▶ _GIVEN EXERCISE_
Can you convert every line of the listing below into a JSON list of strings, one string per line, leaving out any blank lines?

Annotation records:
* * * * * * *

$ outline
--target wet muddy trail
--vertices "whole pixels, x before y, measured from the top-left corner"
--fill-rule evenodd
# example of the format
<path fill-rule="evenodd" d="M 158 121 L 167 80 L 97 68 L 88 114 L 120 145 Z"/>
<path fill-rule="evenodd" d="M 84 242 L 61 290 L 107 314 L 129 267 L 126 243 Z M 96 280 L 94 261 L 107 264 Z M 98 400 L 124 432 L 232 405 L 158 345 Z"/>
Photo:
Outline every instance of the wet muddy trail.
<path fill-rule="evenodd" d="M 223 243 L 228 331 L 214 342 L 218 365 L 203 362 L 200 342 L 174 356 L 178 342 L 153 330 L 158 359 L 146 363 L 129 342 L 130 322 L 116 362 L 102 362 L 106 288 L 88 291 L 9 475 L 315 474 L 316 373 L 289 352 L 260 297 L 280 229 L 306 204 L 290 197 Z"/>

* * * * * * *

▶ _SOLVED EXERCISE_
[
  "$ outline",
  "--target wet muddy trail",
  "--vertices \"whole pixels, x before y, measured from the top-left corner\"",
  "--fill-rule evenodd",
  "# example of the format",
  "<path fill-rule=\"evenodd\" d=\"M 158 121 L 167 80 L 97 68 L 88 114 L 120 145 Z\"/>",
  "<path fill-rule=\"evenodd\" d=\"M 84 242 L 61 290 L 107 314 L 129 267 L 126 243 Z M 96 280 L 94 261 L 107 264 Z M 98 400 L 124 432 L 232 405 L 158 345 Z\"/>",
  "Photo:",
  "Outline every instance of the wet muddy trail.",
  "<path fill-rule=\"evenodd\" d=\"M 223 243 L 228 331 L 214 342 L 218 365 L 203 362 L 200 342 L 174 356 L 178 342 L 153 330 L 158 359 L 146 363 L 129 342 L 130 322 L 116 362 L 102 362 L 106 288 L 88 291 L 9 475 L 315 474 L 316 373 L 289 352 L 260 297 L 280 229 L 306 204 L 290 197 Z\"/>"
]